> _Problem to solve_
Return each line in the rows below that contains the word "water".

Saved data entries
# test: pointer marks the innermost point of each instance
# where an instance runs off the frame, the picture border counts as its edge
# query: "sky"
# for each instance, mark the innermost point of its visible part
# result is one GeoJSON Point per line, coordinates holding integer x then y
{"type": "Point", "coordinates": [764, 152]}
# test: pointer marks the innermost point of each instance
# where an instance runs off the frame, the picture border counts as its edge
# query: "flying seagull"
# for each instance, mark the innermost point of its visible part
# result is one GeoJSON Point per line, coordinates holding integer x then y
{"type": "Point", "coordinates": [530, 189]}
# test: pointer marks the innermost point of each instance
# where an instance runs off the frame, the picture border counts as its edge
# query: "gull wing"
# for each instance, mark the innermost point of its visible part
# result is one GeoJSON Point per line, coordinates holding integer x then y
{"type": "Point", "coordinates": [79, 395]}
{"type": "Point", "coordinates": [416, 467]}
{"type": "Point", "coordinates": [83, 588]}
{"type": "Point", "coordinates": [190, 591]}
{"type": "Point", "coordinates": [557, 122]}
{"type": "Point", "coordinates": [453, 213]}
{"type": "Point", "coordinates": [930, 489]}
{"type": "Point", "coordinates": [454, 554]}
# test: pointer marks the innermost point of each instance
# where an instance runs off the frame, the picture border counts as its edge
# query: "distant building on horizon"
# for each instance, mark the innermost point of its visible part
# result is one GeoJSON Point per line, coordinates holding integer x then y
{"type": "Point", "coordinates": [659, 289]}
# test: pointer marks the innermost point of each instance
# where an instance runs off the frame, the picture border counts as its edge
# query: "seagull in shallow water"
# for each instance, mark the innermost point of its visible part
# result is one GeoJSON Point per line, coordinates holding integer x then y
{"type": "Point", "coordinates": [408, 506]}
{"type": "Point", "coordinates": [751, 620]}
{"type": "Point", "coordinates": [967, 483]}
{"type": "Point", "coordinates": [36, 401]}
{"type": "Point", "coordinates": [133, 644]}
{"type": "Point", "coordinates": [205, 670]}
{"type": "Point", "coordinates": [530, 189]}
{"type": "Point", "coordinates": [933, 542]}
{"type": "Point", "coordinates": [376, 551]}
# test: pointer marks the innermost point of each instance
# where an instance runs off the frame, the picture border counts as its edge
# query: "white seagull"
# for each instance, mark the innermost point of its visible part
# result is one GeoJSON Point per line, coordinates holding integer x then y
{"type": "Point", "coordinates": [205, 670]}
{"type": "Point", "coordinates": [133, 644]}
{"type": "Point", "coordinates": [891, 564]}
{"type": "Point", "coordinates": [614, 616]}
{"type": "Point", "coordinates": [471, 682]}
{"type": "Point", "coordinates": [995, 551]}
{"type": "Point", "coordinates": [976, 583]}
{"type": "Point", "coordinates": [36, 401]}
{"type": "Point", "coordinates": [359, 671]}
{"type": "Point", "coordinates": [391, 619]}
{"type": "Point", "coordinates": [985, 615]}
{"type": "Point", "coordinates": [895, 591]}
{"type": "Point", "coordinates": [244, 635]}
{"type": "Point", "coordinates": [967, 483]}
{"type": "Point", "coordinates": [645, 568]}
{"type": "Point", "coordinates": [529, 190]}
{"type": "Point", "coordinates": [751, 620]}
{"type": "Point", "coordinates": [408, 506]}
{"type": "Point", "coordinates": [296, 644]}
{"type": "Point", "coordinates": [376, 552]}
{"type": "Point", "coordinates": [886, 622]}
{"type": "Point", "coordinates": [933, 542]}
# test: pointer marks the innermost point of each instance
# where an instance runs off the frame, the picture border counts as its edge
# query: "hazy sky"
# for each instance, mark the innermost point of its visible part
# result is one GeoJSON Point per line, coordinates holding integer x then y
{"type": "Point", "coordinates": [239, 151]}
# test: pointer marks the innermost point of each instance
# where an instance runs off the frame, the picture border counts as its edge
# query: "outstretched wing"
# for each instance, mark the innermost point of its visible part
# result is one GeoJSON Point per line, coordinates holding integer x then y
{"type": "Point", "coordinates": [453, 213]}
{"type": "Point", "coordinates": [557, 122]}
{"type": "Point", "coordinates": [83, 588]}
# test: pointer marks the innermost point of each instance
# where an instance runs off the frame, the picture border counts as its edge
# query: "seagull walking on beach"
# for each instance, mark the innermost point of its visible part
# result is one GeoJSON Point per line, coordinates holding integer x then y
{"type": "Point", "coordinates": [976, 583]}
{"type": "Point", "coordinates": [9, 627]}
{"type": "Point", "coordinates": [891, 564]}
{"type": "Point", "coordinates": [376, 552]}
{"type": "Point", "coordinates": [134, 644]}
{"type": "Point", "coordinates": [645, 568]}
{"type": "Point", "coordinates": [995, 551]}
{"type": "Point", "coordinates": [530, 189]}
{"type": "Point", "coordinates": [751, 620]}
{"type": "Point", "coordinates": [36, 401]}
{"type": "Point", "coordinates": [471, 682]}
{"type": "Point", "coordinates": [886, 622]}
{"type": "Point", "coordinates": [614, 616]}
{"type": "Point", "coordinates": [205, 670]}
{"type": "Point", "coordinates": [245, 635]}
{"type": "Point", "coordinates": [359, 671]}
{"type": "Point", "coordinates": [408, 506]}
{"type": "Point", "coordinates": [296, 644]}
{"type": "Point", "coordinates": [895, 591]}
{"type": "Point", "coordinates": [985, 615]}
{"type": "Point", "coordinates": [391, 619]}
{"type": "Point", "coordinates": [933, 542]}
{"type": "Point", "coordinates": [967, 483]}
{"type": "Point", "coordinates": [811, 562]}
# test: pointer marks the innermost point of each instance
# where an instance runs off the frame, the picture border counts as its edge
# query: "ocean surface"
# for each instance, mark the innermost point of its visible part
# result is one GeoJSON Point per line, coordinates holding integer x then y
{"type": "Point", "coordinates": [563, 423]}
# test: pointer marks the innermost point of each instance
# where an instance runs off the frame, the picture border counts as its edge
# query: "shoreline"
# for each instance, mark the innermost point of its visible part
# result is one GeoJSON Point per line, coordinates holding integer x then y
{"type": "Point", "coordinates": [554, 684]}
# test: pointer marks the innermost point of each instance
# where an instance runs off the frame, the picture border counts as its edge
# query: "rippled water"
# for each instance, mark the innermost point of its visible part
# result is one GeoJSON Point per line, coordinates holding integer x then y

> _Full solution_
# query: "seagull in shallow water"
# query: "rippled water"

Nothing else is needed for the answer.